> [WHAT TO PRODUCE] Please return only the lines from the one holding "negative clicks: (539, 399) (528, 393)" through the one holding "positive clicks: (688, 399)", exactly as they appear in the records below, both ends included.

> [Saved entries]
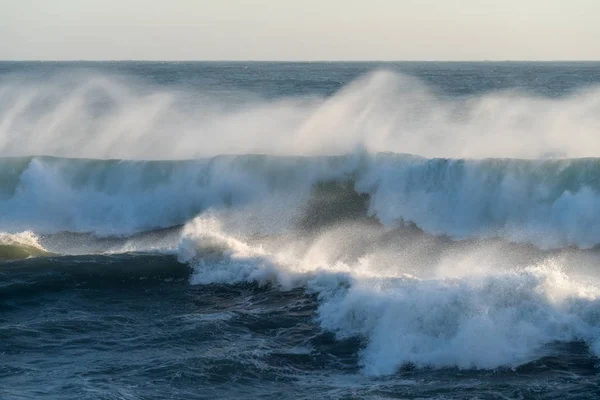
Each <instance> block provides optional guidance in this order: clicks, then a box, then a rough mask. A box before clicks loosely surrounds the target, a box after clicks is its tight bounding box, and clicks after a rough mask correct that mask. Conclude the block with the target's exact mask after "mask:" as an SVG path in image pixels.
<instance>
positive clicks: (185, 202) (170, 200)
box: [0, 151, 600, 248]
mask: <svg viewBox="0 0 600 400" xmlns="http://www.w3.org/2000/svg"><path fill="white" fill-rule="evenodd" d="M0 168H1V169H0V177H1V178H2V180H1V181H2V186H1V188H0V210H1V216H0V225H1V226H3V227H5V229H7V230H9V231H11V232H19V231H24V230H33V231H35V232H38V233H39V232H41V233H56V232H61V231H69V232H81V233H83V232H86V233H93V234H96V235H99V236H109V235H117V236H118V235H131V234H135V233H139V232H142V231H148V230H154V229H160V228H168V227H173V226H178V225H183V224H185V223H186V222H187V221H189V220H190V219H192V218H193V217H194V216H196V215H197V214H199V213H201V212H203V211H206V210H209V209H230V210H248V209H252V210H253V211H254V212H255V213H256V217H255V218H254V222H252V221H248V220H245V221H244V222H245V225H246V226H245V228H244V229H246V230H255V231H256V232H258V233H269V232H273V231H278V232H279V231H282V230H286V229H291V228H294V227H298V225H300V226H301V225H302V221H308V220H310V219H312V220H313V223H317V224H319V223H320V224H325V223H335V221H336V219H339V218H342V217H343V215H342V214H344V213H348V212H349V211H348V210H351V209H352V208H353V207H354V208H355V210H354V211H353V213H354V214H353V215H352V216H350V217H349V218H359V217H360V215H359V214H364V215H363V216H370V217H372V218H374V219H376V220H377V221H379V222H381V223H383V224H384V225H386V226H394V225H397V224H398V223H412V224H414V225H416V226H417V227H418V228H420V229H422V230H423V231H425V232H428V233H431V234H435V235H446V236H449V237H451V238H454V239H469V238H471V239H477V238H479V239H482V238H494V237H498V238H502V239H505V240H508V241H513V242H525V243H530V244H534V245H536V246H538V247H541V248H560V247H568V246H575V247H579V248H591V247H594V246H596V245H598V244H600V220H599V218H600V216H599V215H598V213H597V210H598V208H599V207H600V192H599V191H600V160H599V159H594V158H590V159H571V160H568V159H567V160H516V159H485V160H462V159H427V158H422V157H417V156H409V155H401V154H392V153H381V154H374V155H371V154H368V153H365V152H362V151H358V152H356V153H354V154H351V155H347V156H335V157H275V156H258V155H246V156H221V157H215V158H208V159H201V160H192V161H124V160H106V161H102V160H78V159H61V158H51V157H28V158H4V159H2V160H1V161H0ZM327 182H330V185H333V186H331V187H329V188H328V187H327ZM344 185H346V186H347V187H348V188H349V190H344V189H343V186H344ZM361 196H362V197H361ZM323 198H332V199H333V200H326V201H325V202H324V203H323V202H322V201H321V200H322V199H323ZM319 199H321V200H319ZM361 199H362V200H361ZM361 201H363V202H364V203H365V204H364V205H361V204H357V202H361ZM328 202H329V203H328ZM328 204H329V205H328ZM307 218H308V219H307Z"/></svg>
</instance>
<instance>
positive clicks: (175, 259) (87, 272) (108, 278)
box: [0, 253, 189, 298]
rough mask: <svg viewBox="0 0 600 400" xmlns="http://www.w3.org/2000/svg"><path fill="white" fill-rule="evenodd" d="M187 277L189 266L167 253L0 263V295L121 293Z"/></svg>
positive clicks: (7, 297)
mask: <svg viewBox="0 0 600 400" xmlns="http://www.w3.org/2000/svg"><path fill="white" fill-rule="evenodd" d="M188 276H189V267H188V266H186V265H184V264H181V263H179V262H177V259H176V257H175V256H173V255H166V254H150V253H125V254H113V255H108V254H104V255H84V256H51V257H44V258H28V259H24V260H15V261H12V262H9V263H0V295H3V296H7V297H6V298H15V297H21V296H30V295H32V294H35V293H45V292H59V291H63V290H69V289H75V288H77V289H85V290H88V289H102V290H109V291H113V290H114V291H123V290H131V289H133V288H136V287H145V288H148V287H151V286H157V285H161V284H164V283H165V282H171V283H172V282H187V278H188ZM9 296H10V297H9Z"/></svg>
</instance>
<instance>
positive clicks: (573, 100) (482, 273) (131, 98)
mask: <svg viewBox="0 0 600 400" xmlns="http://www.w3.org/2000/svg"><path fill="white" fill-rule="evenodd" d="M599 357H600V63H511V62H504V63H217V62H214V63H165V62H161V63H159V62H103V63H87V62H70V63H52V62H0V399H3V400H4V399H6V400H21V399H57V400H58V399H60V400H80V399H105V400H109V399H110V400H117V399H123V400H134V399H136V400H137V399H140V400H142V399H143V400H150V399H216V398H219V399H221V398H222V399H258V398H261V399H263V398H264V399H311V400H312V399H321V398H322V399H385V398H399V399H467V398H469V399H560V400H566V399H597V398H599V397H600V359H599Z"/></svg>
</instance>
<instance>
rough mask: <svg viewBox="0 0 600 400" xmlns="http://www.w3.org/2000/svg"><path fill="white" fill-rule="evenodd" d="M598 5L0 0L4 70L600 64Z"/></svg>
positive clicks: (580, 1)
mask: <svg viewBox="0 0 600 400" xmlns="http://www.w3.org/2000/svg"><path fill="white" fill-rule="evenodd" d="M599 21H600V0H454V1H451V0H320V1H318V0H302V1H300V0H168V1H167V0H163V1H157V0H54V1H51V0H0V59H3V60H73V59H75V60H81V59H85V60H119V59H127V60H137V59H145V60H600V23H599Z"/></svg>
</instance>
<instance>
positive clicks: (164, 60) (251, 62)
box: [0, 58, 600, 64]
mask: <svg viewBox="0 0 600 400" xmlns="http://www.w3.org/2000/svg"><path fill="white" fill-rule="evenodd" d="M0 62H53V63H61V62H98V63H101V62H155V63H159V62H173V63H177V62H181V63H184V62H213V63H218V62H222V63H225V62H227V63H298V64H299V63H377V62H379V63H411V62H420V63H467V62H468V63H510V62H513V63H570V62H600V59H572V60H571V59H569V60H567V59H564V60H562V59H561V60H550V59H548V60H526V59H514V60H512V59H502V60H501V59H498V60H494V59H476V60H473V59H472V60H467V59H465V60H459V59H457V60H416V59H415V60H375V59H373V60H366V59H365V60H351V59H350V60H318V59H315V60H276V59H264V60H233V59H164V60H161V59H141V58H140V59H75V58H73V59H33V58H31V59H0Z"/></svg>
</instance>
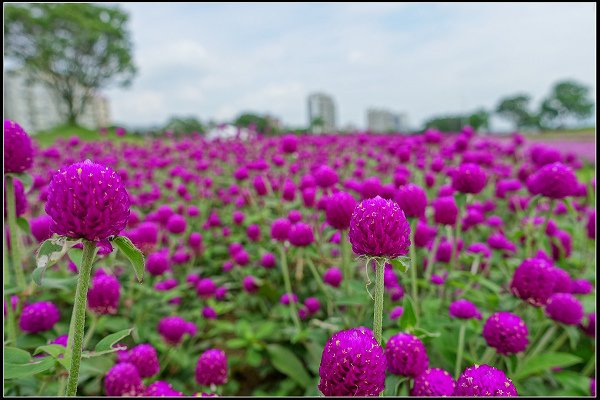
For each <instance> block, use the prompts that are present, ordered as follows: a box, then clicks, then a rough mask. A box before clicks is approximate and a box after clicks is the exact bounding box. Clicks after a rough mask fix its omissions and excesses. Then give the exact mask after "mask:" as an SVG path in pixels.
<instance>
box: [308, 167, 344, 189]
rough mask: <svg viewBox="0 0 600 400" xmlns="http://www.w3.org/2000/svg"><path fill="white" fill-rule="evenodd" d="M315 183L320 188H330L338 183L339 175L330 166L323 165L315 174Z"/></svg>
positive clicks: (317, 169) (313, 175)
mask: <svg viewBox="0 0 600 400" xmlns="http://www.w3.org/2000/svg"><path fill="white" fill-rule="evenodd" d="M313 176H314V177H315V182H316V183H317V185H318V186H319V187H322V188H328V187H331V186H333V185H335V184H336V183H337V182H338V175H337V173H336V172H335V170H333V169H332V168H331V167H330V166H328V165H321V166H320V167H319V168H317V170H316V171H315V172H314V174H313Z"/></svg>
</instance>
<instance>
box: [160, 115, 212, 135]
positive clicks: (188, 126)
mask: <svg viewBox="0 0 600 400" xmlns="http://www.w3.org/2000/svg"><path fill="white" fill-rule="evenodd" d="M164 131H172V132H173V133H176V134H187V133H193V132H198V133H204V132H206V128H205V127H204V125H203V124H202V122H200V121H198V119H196V118H195V117H191V116H190V117H171V118H170V119H169V121H167V123H166V124H165V126H164V128H163V132H164Z"/></svg>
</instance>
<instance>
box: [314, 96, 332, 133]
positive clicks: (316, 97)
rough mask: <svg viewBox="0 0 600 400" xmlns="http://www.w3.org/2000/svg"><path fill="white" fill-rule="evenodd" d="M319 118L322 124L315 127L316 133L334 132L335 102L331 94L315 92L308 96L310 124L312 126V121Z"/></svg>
mask: <svg viewBox="0 0 600 400" xmlns="http://www.w3.org/2000/svg"><path fill="white" fill-rule="evenodd" d="M317 118H318V119H319V120H320V121H321V122H322V124H321V125H319V126H315V127H314V128H313V132H314V133H324V132H334V131H335V130H336V122H335V118H336V116H335V103H334V102H333V98H332V97H331V96H329V95H326V94H324V93H313V94H311V95H310V96H308V124H309V126H312V122H313V121H314V120H315V119H317Z"/></svg>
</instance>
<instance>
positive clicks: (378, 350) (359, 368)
mask: <svg viewBox="0 0 600 400" xmlns="http://www.w3.org/2000/svg"><path fill="white" fill-rule="evenodd" d="M385 367H386V363H385V356H384V353H383V349H382V348H381V346H380V345H379V344H378V343H377V341H376V340H375V336H374V335H373V332H372V331H371V330H370V329H368V328H365V327H360V328H354V329H349V330H345V331H341V332H338V333H336V334H334V335H333V336H332V337H331V338H329V340H328V341H327V343H326V344H325V348H324V349H323V355H322V356H321V365H320V367H319V376H320V378H321V379H320V381H319V390H320V391H321V393H323V394H324V395H325V396H377V395H378V394H379V393H381V392H382V391H383V389H384V388H385Z"/></svg>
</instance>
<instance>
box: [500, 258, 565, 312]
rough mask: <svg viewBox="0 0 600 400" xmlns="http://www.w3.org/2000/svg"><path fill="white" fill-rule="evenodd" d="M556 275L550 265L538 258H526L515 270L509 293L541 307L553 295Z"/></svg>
mask: <svg viewBox="0 0 600 400" xmlns="http://www.w3.org/2000/svg"><path fill="white" fill-rule="evenodd" d="M556 280H557V274H556V271H554V268H553V267H552V265H550V264H549V263H548V262H547V261H545V260H543V259H540V258H527V259H525V260H523V262H521V264H520V265H519V266H518V267H517V269H516V270H515V272H514V274H513V277H512V281H511V282H510V290H511V292H512V293H513V294H514V295H515V296H517V297H518V298H520V299H522V300H525V301H526V302H528V303H529V304H532V305H534V306H536V307H541V306H543V305H545V304H546V303H547V302H548V298H549V297H550V296H551V295H552V294H553V293H554V287H555V285H556Z"/></svg>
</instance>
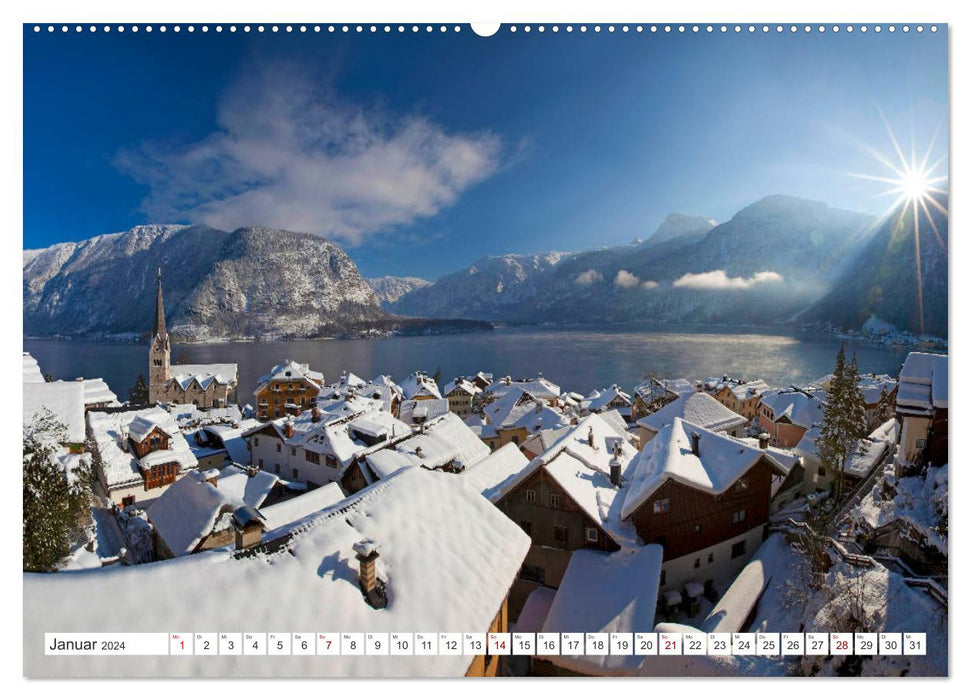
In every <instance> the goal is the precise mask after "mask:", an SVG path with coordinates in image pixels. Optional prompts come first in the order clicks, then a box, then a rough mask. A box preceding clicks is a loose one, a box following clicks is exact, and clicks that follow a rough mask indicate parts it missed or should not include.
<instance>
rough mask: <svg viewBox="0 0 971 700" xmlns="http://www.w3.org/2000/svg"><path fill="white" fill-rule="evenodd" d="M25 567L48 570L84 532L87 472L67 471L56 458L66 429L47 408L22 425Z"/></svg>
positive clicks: (89, 511) (51, 567)
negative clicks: (23, 462)
mask: <svg viewBox="0 0 971 700" xmlns="http://www.w3.org/2000/svg"><path fill="white" fill-rule="evenodd" d="M23 438H24V454H23V457H24V472H23V479H24V480H23V486H24V531H23V540H24V571H51V570H52V569H54V567H55V566H56V565H57V563H58V562H59V561H60V560H62V559H63V558H64V557H66V556H67V555H68V554H69V553H70V551H71V545H72V544H74V543H76V542H78V541H79V540H80V539H81V537H82V536H83V531H84V523H85V520H86V519H87V518H88V516H89V512H90V504H91V492H90V475H89V474H88V473H87V471H86V470H85V469H84V468H77V469H74V470H73V471H72V472H71V473H70V474H68V473H65V470H64V468H63V466H62V465H61V463H60V462H59V461H58V459H57V453H58V450H59V449H60V445H62V444H64V443H65V442H66V441H67V428H66V426H64V424H62V423H59V422H58V421H57V420H56V419H55V417H54V415H53V414H52V413H51V412H50V411H44V412H42V413H39V414H37V415H36V416H34V417H33V419H32V421H31V422H30V423H29V424H26V423H25V424H24V429H23Z"/></svg>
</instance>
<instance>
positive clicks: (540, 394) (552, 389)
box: [484, 376, 563, 401]
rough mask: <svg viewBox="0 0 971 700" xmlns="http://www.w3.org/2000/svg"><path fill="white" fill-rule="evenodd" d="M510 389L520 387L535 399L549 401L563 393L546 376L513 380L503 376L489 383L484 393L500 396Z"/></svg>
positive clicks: (509, 390)
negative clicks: (539, 399) (528, 393)
mask: <svg viewBox="0 0 971 700" xmlns="http://www.w3.org/2000/svg"><path fill="white" fill-rule="evenodd" d="M511 389H522V390H523V391H527V392H529V393H530V394H532V395H533V396H535V397H536V398H537V399H542V400H544V401H549V400H550V399H558V398H559V397H560V395H561V394H562V393H563V392H562V391H561V390H560V387H559V385H557V384H554V383H553V382H551V381H550V380H549V379H547V378H546V377H542V376H541V377H537V378H536V379H517V380H513V379H511V378H509V377H504V378H503V379H500V380H499V381H497V382H493V383H492V384H490V385H489V386H488V387H487V388H486V389H485V390H484V393H487V394H495V395H496V396H502V395H503V394H505V393H506V392H507V391H510V390H511Z"/></svg>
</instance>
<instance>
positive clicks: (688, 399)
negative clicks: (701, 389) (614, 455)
mask: <svg viewBox="0 0 971 700" xmlns="http://www.w3.org/2000/svg"><path fill="white" fill-rule="evenodd" d="M675 418H680V419H681V420H686V421H688V422H689V423H691V424H692V425H697V426H700V427H702V428H704V429H705V430H711V431H713V432H716V433H725V434H727V435H733V436H736V437H741V436H742V435H744V433H745V426H746V425H747V424H748V420H747V419H746V418H745V417H744V416H740V415H739V414H737V413H735V412H734V411H733V410H731V409H730V408H728V407H726V406H725V405H724V404H722V403H720V402H719V401H716V400H715V399H714V397H712V396H710V395H708V394H706V393H704V392H701V391H693V392H691V393H687V394H684V395H682V396H680V397H678V398H677V399H675V400H674V401H671V402H669V403H668V404H667V405H665V406H664V407H663V408H660V409H658V410H657V411H655V412H654V413H651V414H649V415H647V416H644V417H643V418H641V419H640V420H638V421H637V437H638V441H639V444H640V447H641V449H644V446H645V445H647V443H649V442H650V441H651V440H653V439H654V438H655V436H656V435H657V434H658V433H660V432H661V431H662V430H664V428H666V427H667V426H669V425H671V424H672V423H673V422H674V419H675Z"/></svg>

> [RESPONSE FOR THIS EXERCISE]
negative clicks: (539, 399) (528, 393)
mask: <svg viewBox="0 0 971 700" xmlns="http://www.w3.org/2000/svg"><path fill="white" fill-rule="evenodd" d="M511 389H522V390H523V391H527V392H529V393H530V394H532V395H533V396H535V397H536V398H537V399H542V400H544V401H549V400H550V399H558V398H559V397H560V395H561V394H562V393H563V392H562V391H561V390H560V387H559V385H557V384H554V383H553V382H551V381H550V380H549V379H547V378H546V377H542V376H541V377H537V378H536V379H517V380H513V379H511V378H509V377H504V378H503V379H500V380H499V381H497V382H493V383H492V384H490V385H489V386H488V387H487V388H486V389H485V390H484V393H487V394H495V395H496V396H502V395H503V394H505V393H506V392H507V391H510V390H511Z"/></svg>
</instance>
<instance>
positive clicks: (688, 399)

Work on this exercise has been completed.